__Requirement 1__
Update everything in the SoylentNews article on research reproducibility from "SoylentNews is people" down to "of Significance magazine.", changing "credibility" to "reputation".
__Requirement 2__
Translate into French this sentence from the SoylentNews article on research reproducibility: "Dramatic increases in data science education coupled with robust evidence-based data analysis practices could stop the scientific research reproducibility and replication crisis before the issue permanently damages science's credibility, asserts Roger D. Peng in an article in the newly released issue of Significance magazine."
__Requirement 3__
Pick up the SoylentNews article on research reproducibility after its last sentence and continue it.

__Extract to read__

------------------------------------------------

Stories
Slash Boxes
Comments

SoylentNews is people

posted by cmn32480 on Friday June 19 2015, @06:47AM   Printer-friendly
from the big-data-little-analysis dept.

Dramatic increases in data science education coupled with robust evidence-based data analysis practices could stop the scientific research reproducibility and replication crisis before the issue permanently damages science's credibility, asserts Roger D. Peng in an article in the newly released issue of Significance magazine.

"Much the same way that epidemiologist John Snow helped end a London cholera epidemic by convincing officials to remove the handle of an infected water pump, we have an opportunity to attack the crisis of scientific reproducibility at its source," wrote Peng, who is associate professor of biostatistics at the Johns Hopkins Bloomberg School of Public Health.

------------------------------------------------

(Records from a data source)
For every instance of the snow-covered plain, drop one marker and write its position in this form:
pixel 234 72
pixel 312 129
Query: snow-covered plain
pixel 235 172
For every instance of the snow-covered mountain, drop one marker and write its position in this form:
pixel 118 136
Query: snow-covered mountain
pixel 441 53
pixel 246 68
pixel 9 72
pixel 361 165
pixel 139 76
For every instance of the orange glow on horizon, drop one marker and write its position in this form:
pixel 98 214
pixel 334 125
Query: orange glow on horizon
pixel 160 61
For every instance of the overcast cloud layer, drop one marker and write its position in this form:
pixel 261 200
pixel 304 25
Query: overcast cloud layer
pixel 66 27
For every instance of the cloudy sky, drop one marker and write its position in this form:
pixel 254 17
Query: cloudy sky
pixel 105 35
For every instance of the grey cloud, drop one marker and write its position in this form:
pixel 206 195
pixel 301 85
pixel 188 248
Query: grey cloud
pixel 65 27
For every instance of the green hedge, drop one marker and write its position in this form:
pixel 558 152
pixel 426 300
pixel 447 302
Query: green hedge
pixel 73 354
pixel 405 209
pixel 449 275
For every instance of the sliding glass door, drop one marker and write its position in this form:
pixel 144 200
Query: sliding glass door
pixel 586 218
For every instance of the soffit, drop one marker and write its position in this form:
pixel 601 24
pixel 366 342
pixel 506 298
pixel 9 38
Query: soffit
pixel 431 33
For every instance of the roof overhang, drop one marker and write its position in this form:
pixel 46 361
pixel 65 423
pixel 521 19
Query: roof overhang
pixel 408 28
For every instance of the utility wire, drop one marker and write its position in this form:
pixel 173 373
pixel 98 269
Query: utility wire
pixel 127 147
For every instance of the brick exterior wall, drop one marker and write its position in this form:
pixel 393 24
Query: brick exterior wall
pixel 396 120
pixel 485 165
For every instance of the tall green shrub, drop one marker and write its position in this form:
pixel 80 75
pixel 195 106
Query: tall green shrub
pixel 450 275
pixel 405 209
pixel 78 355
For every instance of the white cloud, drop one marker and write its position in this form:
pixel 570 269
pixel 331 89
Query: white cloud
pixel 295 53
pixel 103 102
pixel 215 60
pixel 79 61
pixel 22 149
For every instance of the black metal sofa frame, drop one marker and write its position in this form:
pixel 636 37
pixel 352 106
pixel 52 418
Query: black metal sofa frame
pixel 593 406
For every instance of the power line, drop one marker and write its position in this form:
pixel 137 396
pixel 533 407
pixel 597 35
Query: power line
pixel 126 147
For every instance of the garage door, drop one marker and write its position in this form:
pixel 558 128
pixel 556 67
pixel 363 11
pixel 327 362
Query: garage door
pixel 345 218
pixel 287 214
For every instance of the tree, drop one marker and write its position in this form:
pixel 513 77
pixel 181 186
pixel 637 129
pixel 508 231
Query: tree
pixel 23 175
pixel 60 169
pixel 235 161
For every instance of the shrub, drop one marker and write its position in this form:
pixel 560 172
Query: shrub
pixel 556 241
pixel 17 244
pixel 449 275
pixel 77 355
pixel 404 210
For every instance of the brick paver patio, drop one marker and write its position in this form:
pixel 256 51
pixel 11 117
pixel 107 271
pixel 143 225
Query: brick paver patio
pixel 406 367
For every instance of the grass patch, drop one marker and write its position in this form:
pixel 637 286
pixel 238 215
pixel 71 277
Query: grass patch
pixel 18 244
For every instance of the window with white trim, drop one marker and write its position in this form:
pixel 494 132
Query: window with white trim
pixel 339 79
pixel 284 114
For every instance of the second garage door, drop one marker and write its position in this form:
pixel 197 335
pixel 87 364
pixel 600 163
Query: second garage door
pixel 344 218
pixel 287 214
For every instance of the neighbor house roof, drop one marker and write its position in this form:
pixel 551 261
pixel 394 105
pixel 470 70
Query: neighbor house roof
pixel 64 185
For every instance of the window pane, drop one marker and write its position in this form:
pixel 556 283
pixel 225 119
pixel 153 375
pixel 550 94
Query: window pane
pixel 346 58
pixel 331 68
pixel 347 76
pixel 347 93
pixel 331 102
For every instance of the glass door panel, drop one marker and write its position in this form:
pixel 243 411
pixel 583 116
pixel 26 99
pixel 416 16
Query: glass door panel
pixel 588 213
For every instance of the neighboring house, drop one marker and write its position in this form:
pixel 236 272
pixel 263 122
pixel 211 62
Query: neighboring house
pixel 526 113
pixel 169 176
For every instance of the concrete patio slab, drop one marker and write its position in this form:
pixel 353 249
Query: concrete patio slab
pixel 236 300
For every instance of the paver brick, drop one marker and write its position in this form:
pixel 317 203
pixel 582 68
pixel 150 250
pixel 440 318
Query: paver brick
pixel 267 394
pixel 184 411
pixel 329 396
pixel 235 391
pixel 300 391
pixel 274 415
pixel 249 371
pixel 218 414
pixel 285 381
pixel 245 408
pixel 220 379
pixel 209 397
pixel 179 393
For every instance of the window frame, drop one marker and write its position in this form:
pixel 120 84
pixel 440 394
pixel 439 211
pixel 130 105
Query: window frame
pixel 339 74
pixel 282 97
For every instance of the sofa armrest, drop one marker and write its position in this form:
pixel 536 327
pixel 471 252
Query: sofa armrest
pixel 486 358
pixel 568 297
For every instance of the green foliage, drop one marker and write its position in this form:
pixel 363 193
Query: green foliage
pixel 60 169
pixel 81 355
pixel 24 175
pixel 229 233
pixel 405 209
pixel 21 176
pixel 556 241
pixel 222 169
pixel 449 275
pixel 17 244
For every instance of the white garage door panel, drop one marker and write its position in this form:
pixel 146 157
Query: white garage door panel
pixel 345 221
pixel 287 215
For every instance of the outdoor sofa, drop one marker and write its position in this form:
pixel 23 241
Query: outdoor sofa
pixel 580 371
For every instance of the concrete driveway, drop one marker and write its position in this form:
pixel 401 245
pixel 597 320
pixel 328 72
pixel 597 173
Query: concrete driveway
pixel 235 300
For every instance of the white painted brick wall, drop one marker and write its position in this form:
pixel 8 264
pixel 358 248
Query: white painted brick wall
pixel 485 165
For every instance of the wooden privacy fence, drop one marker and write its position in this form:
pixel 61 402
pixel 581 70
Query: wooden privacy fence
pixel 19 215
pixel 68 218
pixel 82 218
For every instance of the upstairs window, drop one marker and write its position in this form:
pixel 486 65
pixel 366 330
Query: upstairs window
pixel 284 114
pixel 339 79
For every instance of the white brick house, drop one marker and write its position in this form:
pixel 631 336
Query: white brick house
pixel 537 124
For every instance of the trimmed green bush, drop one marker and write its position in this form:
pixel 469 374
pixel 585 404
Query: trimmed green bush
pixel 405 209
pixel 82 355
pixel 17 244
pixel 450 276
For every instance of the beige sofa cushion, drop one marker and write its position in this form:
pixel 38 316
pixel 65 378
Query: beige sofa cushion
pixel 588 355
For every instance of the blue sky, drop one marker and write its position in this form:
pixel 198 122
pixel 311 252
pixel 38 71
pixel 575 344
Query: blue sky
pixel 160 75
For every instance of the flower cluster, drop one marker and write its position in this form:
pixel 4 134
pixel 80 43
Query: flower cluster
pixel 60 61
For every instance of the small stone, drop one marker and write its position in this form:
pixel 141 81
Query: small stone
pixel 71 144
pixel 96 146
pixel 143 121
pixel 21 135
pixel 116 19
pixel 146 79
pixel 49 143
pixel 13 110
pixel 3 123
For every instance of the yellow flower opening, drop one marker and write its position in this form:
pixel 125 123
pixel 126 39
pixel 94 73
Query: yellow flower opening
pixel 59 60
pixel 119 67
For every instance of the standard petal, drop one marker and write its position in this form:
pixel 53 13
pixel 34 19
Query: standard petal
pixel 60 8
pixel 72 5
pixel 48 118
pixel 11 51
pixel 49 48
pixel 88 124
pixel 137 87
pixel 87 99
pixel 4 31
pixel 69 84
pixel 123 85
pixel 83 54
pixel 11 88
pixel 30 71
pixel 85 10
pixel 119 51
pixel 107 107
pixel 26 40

------------------------------------------------

__Task response 1__
SoylentNews is people

posted by cmn32480 on Friday June 19 2015, @06:47AM   Printer-friendly
from the big-data-little-analysis dept.

Dramatic increases in data science education coupled with robust evidence-based data analysis practices could stop the scientific research reproducibility and replication crisis before the issue permanently damages science's reputation, asserts Roger D. Peng in an article in the newly released issue of Significance magazine.

__Task response 2__
Une augmentation spectaculaire de l'enseignement de la science des données, associée à des pratiques rigoureuses d'analyse des données fondées sur des preuves, pourrait mettre fin à la crise de la reproductibilité et de la réplication de la recherche scientifique avant que le problème ne nuise durablement à la crédibilité de la science, affirme Roger D. Peng dans un article du numéro de la revue Significance qui vient de paraître.

__Task response 3__
In his article titled "The Reproducibility Crisis in Science"—published in the June issue of Significance, a statistics-focused, public-oriented magazine published jointly by the American Statistical Association (ASA) and Royal Statistical Society—Peng attributes the crisis to the explosion in the amount of data available to researchers and their comparative lack of analytical skills necessary to find meaning in the data.

"Data follow us everywhere, and analyzing them has become essential for all kinds of decision-making. Yet, while our ability to generate data has grown dramatically, our ability to understand them has not developed at the same rate," he wrote.

This analytics shortcoming has led to some significant "public failings of reproducibility," as Peng describes them, across a range of scientific disciplines, including cancer genomics, clinical medicine and economics.

The original article came from phys.org.

[Related]: Big Data - Overload


Original Submission

 
This discussion has been archived. No new comments can be posted.
Display Options Threshold/Breakthrough Mark All as Read Mark All as Unread
The Fine Print: The following comments are owned by whoever posted them. We are not responsible for them in any way.
  • (Score: 2, Insightful) by khallow on Friday June 19 2015, @10:04PM

    by khallow (3766) Subscriber Badge on Friday June 19 2015, @10:04PM (#198453) Journal

    Even without that, the process of testing a null hypothesis makes no sense*.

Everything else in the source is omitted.